(DIRECTIONS FOR THIS TASK): Each record should be copied exactly, and none of them omitted.
───
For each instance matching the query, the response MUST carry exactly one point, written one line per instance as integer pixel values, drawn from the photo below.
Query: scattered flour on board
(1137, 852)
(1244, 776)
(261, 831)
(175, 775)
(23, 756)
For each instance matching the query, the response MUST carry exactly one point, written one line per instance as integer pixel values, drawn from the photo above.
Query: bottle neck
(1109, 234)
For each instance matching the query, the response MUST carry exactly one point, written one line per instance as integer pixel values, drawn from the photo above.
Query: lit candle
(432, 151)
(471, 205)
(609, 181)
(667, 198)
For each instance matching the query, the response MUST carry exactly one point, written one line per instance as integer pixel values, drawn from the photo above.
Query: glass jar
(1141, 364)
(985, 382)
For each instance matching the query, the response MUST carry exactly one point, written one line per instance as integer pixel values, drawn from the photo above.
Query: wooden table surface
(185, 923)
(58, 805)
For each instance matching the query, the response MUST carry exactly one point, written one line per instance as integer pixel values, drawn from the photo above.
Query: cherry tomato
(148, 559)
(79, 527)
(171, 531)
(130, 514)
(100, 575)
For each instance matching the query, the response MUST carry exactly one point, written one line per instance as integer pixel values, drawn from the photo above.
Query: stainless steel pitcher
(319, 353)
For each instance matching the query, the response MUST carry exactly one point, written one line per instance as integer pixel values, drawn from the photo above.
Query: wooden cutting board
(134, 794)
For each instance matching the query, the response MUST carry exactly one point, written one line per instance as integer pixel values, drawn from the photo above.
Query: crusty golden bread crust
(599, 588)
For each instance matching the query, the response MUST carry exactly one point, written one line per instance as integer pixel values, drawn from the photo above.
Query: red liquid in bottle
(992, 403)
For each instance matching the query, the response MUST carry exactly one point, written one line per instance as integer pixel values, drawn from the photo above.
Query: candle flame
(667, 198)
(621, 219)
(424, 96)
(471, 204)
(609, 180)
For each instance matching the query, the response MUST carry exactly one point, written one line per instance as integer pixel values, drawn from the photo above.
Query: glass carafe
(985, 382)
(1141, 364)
───
(RESPONSE FOR THIS EXERCISE):
For each instance matching the query, the response MUST carry exactly one point, written one line per instance as integer pixel values, drawn from the photo below.
Query: scattered flour on board
(1137, 852)
(1244, 776)
(261, 831)
(175, 775)
(23, 756)
For each instance matching the query, the response MUST carry exactly one point, written one line per instance as integer pixel values, drawn from the photo above.
Query: bottle neck
(1109, 234)
For each instance matching the query, the response MUST carry exactly one point, written one line per instance as integer pixel values, drawn from the photo above.
Query: lit candle
(432, 151)
(471, 205)
(609, 181)
(667, 198)
For each instance matching the query, the response MUST carry exactly one point, written one line per instance as integer pixel values, drawn from the photo above.
Query: glass jar
(1141, 364)
(985, 382)
For each instance matching the query, the response MUST carry exactly one point, written one line per instance as integer pixel values, drawn from the photo above.
Query: wooden table surface
(185, 923)
(58, 805)
For each instance matching the query, the response MUST carry exactly one point, written one line per instance as integer pixel values, drawn from the photo above.
Query: cherry tomato
(148, 559)
(79, 527)
(171, 531)
(130, 514)
(100, 575)
For each instance matching the query, the response MUST carry exactly one point, written one line per instance as integer pixel values, drawn from the photo above.
Query: stainless steel pitcher
(319, 353)
For each instance matching the query, the response MUST carry exactly one point, written one line per instance as integer pixel values, drawn from the photo above.
Query: wooden cutting board
(134, 794)
For each instance matching the query, the response MUST carry exactly one point, written one line per instance as integer pixel values, drawn from the photo above.
Query: crusty golden bread crust
(599, 588)
For each instance matching the query, the response MUST carry exactly one point, written one line per instance as integer pixel values, drawn from the photo above.
Query: red liquid in bottle
(992, 403)
For each instance matching the query, the response MUST carry exactly one point, written one line per instance as integer pixel values, drawn from the photo above.
Query: candle flame
(667, 198)
(621, 219)
(424, 96)
(471, 204)
(609, 180)
For each instance matching the query, the response MUST carry exactly one point, written one line per instance as integer pixel values, drawn from the photo above.
Query: glass carafe
(985, 382)
(1141, 364)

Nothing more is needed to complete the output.